According to the tribute to Professor Heng Li, on what date did she die?

▶ Passage:
▬▬▬▬▬▬▬▬▬▬

Honoring a legend: Celebrating the life and legacy of Professor Heng Li
Hui-Jun Guo1, Jin-Ling Huang2, Yun-Heng Ji3, Rong Li3,*, Chun-Lin Long4,5, Qin-Er Yang6, Yong-Ping Yang7, Ting-Shuang Yi8     
1. National Plateau Wetlands Research Center, Southwest Forestry University, Kunming 650224, Yunnan, China;
2. Department of Biology, East Carolina University, Greenville 27858, NC, USA;
3. CAS Key Laboratory for Plant Diversity and Biogeography of East Asia, Kunming Institute of Botany, Chinese Academy of Sciences, Kunming 650201, Yunnan, China;
4. Key Laboratory of Ecology and Environment in Minority Areas (Minzu University of China), National Ethnic Affairs Commission, Beijing 100081, China;
5. College of Life and Environmental Sciences, Minzu University of China, Beijing 100081, China;
6. CAS Key Laboratory of Plant Resources Conservation and Sustainable Utilization, South China Botanical Garden, Chinese Academy of Sciences, Guangzhou 510650, Guangdong, China;
7. CAS Key Laboratory of Tropical Plant Resources and Sustainable Use, Xishuangbanna Tropical Botanical Garden, Chinese Academy of Sciences, Xishuangbanna 666303, Yunnan, China;
8. Germplasm Bank of Wild Species, Kunming Institute of Botany, Chinese Academy of Sciences, Kunming 650201, Yunnan, China

Professor Heng Li (李恒, March 9, 1929–January 12, 2023) was a legendary plant taxonomist and phytogeographer at the Kunming Institute of Botany, Chinese Academy of Sciences (Fig. 1). She made important contributions to our understanding of China's flora, including the biodiversity and biogeography of Dulong Valley and the Gaoligong Mountains, as well as the vegetation of plateau lakes and wetlands in Southwest China.

Fig. 1 Prof. Heng Li on her 90th birthday in front of the herbarium at the Kunming Institute of Botany, Chinese Academy of Sciences (KUN). Photographer unknown.

▬▬▬▬▬▬▬▬▬▬

▶ Data provided:
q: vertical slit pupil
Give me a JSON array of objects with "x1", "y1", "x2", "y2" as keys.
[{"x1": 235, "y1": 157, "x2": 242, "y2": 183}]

▬▬▬▬▬▬▬▬▬▬

▶ Worked solution: January 12, 2023.